# PROBLEM TO SOLVE
The answer must be every line of the records in which the string "young" appears.
◆ ◆ ◆ ◆ ◆
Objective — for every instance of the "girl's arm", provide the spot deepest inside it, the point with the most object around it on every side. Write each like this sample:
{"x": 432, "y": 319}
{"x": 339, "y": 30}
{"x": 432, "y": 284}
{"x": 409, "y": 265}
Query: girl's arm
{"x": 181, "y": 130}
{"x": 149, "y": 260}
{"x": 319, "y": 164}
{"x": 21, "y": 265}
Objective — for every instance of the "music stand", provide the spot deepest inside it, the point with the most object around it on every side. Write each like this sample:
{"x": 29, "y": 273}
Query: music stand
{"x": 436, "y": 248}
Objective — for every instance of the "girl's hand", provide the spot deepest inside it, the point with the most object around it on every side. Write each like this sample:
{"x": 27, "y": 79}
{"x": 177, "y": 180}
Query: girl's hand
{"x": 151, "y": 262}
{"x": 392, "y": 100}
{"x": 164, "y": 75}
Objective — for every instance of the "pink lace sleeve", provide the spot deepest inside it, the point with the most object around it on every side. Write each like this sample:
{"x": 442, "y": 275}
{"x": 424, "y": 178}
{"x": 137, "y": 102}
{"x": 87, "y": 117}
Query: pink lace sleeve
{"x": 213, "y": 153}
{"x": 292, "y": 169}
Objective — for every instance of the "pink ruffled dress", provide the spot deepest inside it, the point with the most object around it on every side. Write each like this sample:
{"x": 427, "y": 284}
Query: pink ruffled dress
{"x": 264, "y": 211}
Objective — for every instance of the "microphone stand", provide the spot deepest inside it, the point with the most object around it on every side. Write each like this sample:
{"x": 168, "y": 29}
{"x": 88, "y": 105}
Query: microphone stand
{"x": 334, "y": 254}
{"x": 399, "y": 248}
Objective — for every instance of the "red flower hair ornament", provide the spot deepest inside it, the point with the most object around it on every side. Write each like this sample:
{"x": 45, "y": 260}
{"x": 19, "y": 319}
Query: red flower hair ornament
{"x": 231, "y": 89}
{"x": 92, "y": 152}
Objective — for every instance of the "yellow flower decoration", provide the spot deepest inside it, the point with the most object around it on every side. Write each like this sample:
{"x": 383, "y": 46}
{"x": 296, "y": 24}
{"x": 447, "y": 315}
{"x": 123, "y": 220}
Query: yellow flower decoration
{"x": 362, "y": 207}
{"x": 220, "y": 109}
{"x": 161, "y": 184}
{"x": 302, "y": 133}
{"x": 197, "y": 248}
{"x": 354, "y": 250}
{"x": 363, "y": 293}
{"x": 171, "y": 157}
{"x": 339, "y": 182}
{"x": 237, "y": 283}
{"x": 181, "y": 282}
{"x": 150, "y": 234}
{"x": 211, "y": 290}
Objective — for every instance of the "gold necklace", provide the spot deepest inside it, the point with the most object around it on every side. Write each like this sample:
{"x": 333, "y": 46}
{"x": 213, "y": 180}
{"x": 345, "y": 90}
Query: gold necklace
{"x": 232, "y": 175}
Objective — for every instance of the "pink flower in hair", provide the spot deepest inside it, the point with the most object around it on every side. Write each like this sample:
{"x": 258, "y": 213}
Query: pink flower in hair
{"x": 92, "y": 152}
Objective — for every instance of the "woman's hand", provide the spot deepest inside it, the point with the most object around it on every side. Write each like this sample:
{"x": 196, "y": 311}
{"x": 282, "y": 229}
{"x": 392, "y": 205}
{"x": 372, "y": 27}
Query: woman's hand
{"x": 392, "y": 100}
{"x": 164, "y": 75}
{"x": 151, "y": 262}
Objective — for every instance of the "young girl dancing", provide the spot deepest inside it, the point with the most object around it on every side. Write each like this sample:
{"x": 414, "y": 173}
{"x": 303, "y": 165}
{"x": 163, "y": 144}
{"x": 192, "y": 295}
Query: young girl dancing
◆ ◆ ◆ ◆ ◆
# TASK RESPONSE
Objective — for every instance of the "young girl dancing", provide the spot deepest inside it, the point with the most object around it on every side. Write each like this sample:
Query: young girl dancing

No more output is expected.